* _Work order_: Quote the account of Ben's knee injury below word for word, from start to finish.

Opportunity was just about to rap on our kitchen door…

I quickly piled the lunch dishes into the dishwasher, and I rushed my two boys to put on their shoes and jump into the car. We were late, trying to get out the door in time to meet my husband at the movie theater to see Toy Story 3. Ben was the first out the door, and he strolled his way to the Explorer. I put the last dish in the dishwasher when I heard his first scream. Sigh. I thought, He must have been stung by a bee. We’re gonna be late. It was a high pitch wail. Oooo, I think it might be a nasty hornet. And I expected Ben to walk through the door, but instead he gave out a whole series of screams, getting louder and louder.

I found him lying on the sidewalk. He tripped over the garden hose that crossed the walkway to reach the grape arbor. “Look at my knee! Look at my knee!” It didn’t look anything like a knee. I glanced at the car, then back at my kid, who, at 14 years, was already well over six-foot-three. There was only one way he was getting to an emergency room, and that was in an ambulance.

Doctors found no permanent damage—not yet. But they put him in an immobilizer, told me to pack his knee in ice and make an appointment with an orthopedic surgeon. After removing fluid, the surgeon told me that the swelling needs to go down before he can do anything else, if there is more damage to be repaired. It would take time, and lots of it.

It’s been three weeks now, and Ben has a hard time getting around. He’s been pretty much housebound, required to keep his leg in the immobilizer and elevated and iced. Our pool beckons him. The woods beckon him. His art studio beckons him. All out of his reach, located on a hill above our house. He’s getting antsy…and very, very frustrated.

* _Source material_:

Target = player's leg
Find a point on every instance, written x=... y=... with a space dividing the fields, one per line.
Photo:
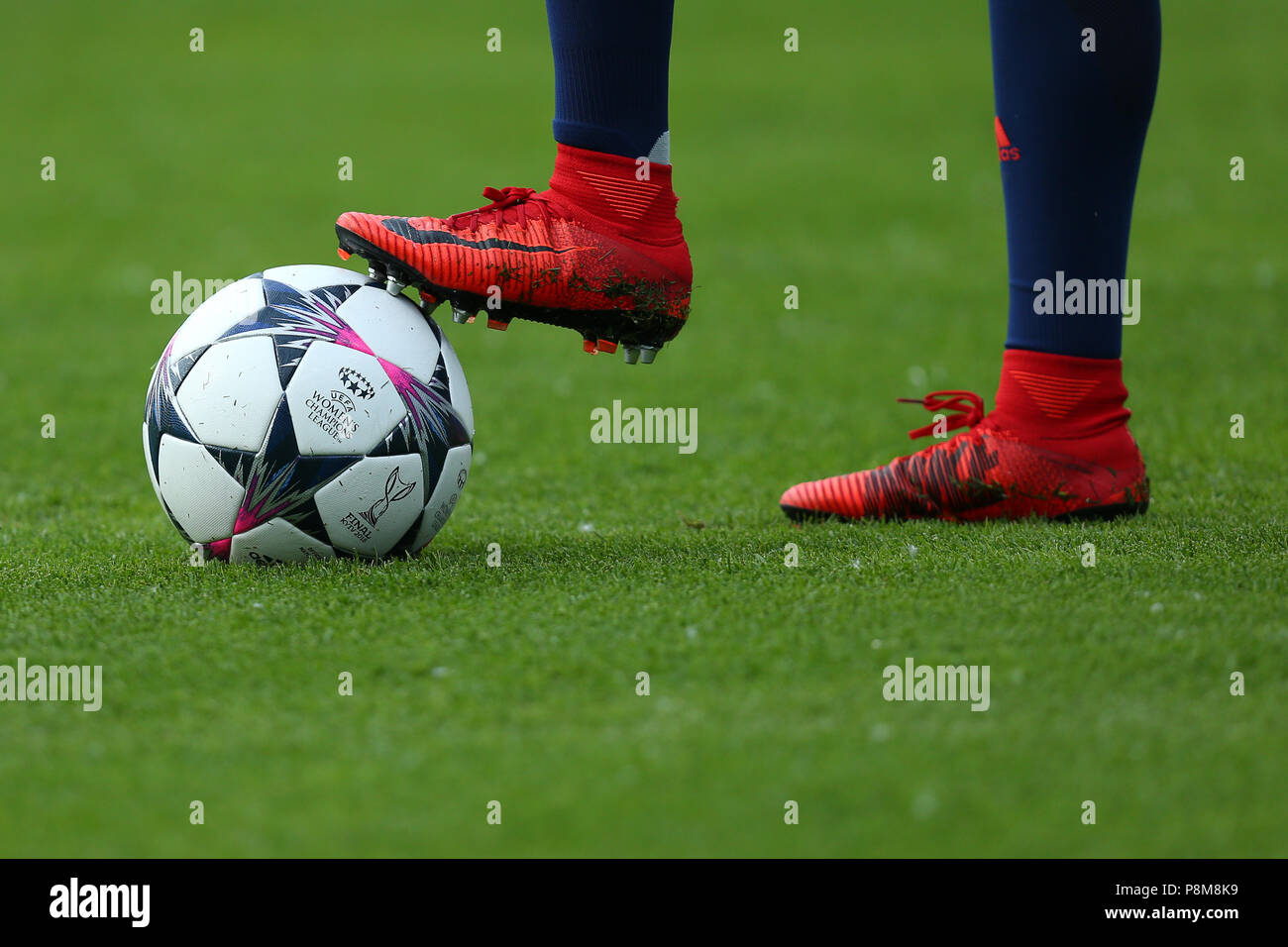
x=601 y=252
x=1072 y=112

* _Response area_:
Opportunity was just about to rap on our kitchen door…

I quickly piled the lunch dishes into the dishwasher, and I rushed my two boys to put on their shoes and jump into the car. We were late, trying to get out the door in time to meet my husband at the movie theater to see Toy Story 3. Ben was the first out the door, and he strolled his way to the Explorer. I put the last dish in the dishwasher when I heard his first scream. Sigh. I thought, He must have been stung by a bee. We’re gonna be late. It was a high pitch wail. Oooo, I think it might be a nasty hornet. And I expected Ben to walk through the door, but instead he gave out a whole series of screams, getting louder and louder.

I found him lying on the sidewalk. He tripped over the garden hose that crossed the walkway to reach the grape arbor. “Look at my knee! Look at my knee!” It didn’t look anything like a knee. I glanced at the car, then back at my kid, who, at 14 years, was already well over six-foot-three. There was only one way he was getting to an emergency room, and that was in an ambulance.

Doctors found no permanent damage—not yet. But they put him in an immobilizer, told me to pack his knee in ice and make an appointment with an orthopedic surgeon. After removing fluid, the surgeon told me that the swelling needs to go down before he can do anything else, if there is more damage to be repaired. It would take time, and lots of it.

It’s been three weeks now, and Ben has a hard time getting around. He’s been pretty much housebound, required to keep his leg in the immobilizer and elevated and iced. Our pool beckons him. The woods beckon him. His art studio beckons him. All out of his reach, located on a hill above our house. He’s getting antsy…and very, very frustrated.